### Texte source
····················
19Et dans les glaciers, il cherche la vision soudaine d'un Être de l'autre clan (T, 44). La femme est donc distinguée très nettement de l'homme ; elle est "l'autre sexe". Elle est plus qu'un aspect particulier du Divers : elle représente le comble de l'exotisme pour l’homme qu'est V. Segalen :
Elle est divine au bout du monde et plus diverse que tes monts :
Elle est extrême, mon démon.
Et pourtant proche, et si vraiment à portée à moi dans la vie (T, 54).
20Bien qu'elle partage le quotidien de l'homme, la femme demeure l’Étrangère par excellence. Le poète exhorte le Thibet à la célébrer au nom de la beauté de sa diversité, puisqu'elle est à la fois un être similaire et différent :
L'Autre Être toute de mon sang, la même en sa métaphore [...]
Thibet, par beauté, exalte-la ! (T, 55).
21L'esthétique à laquelle obéit V. Segalen en tant qu'artiste, est également présente dans sa vie quotidienne. Il fait part à H. Manceron de son goût passionné pour l'altérité :
Je laisserai ici Yvonne qui, vers août, doit être Mère d'un enfant que je désire de sexe féminin, par pure raison d'exotisme (TF, 119).
····················
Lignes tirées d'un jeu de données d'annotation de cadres
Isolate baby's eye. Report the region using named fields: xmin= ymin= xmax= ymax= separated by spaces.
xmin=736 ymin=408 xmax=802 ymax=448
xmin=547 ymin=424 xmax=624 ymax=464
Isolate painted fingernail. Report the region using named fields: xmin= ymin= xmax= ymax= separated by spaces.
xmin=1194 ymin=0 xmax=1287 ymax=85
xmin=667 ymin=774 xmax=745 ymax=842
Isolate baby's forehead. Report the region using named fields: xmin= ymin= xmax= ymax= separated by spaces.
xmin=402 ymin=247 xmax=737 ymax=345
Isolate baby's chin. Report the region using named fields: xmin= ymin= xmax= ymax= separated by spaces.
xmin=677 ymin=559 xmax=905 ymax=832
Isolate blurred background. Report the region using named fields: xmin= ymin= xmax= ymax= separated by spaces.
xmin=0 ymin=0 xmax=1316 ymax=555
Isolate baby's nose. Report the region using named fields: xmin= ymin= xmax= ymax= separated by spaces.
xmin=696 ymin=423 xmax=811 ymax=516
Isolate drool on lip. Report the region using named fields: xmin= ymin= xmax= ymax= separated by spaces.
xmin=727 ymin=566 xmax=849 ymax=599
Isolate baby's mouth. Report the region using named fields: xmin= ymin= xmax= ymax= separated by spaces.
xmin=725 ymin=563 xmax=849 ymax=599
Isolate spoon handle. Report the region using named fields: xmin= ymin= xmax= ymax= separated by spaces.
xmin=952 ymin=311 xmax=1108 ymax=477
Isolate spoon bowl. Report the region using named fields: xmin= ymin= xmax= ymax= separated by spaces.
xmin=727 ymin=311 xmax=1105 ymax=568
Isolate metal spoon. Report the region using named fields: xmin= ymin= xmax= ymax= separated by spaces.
····················
### Consigne A
Dans le texte sur Segalen, à qui Segalen fait-il part de son goût passionné pour l'altérité ?
### Consigne B
Extrayez du texte sur Segalen le passage qui commence par « 20Bien qu'elle partage » et se poursuit jusqu'à « exalte-la ! (T, 55). ».

### Réponse finale A
À H. Manceron.

### Réponse finale B
20Bien qu'elle partage le quotidien de l'homme, la femme demeure l’Étrangère par excellence. Le poète exhorte le Thibet à la célébrer au nom de la beauté de sa diversité, puisqu'elle est à la fois un être similaire et différent :
L'Autre Être toute de mon sang, la même en sa métaphore [...]
Thibet, par beauté, exalte-la ! (T, 55).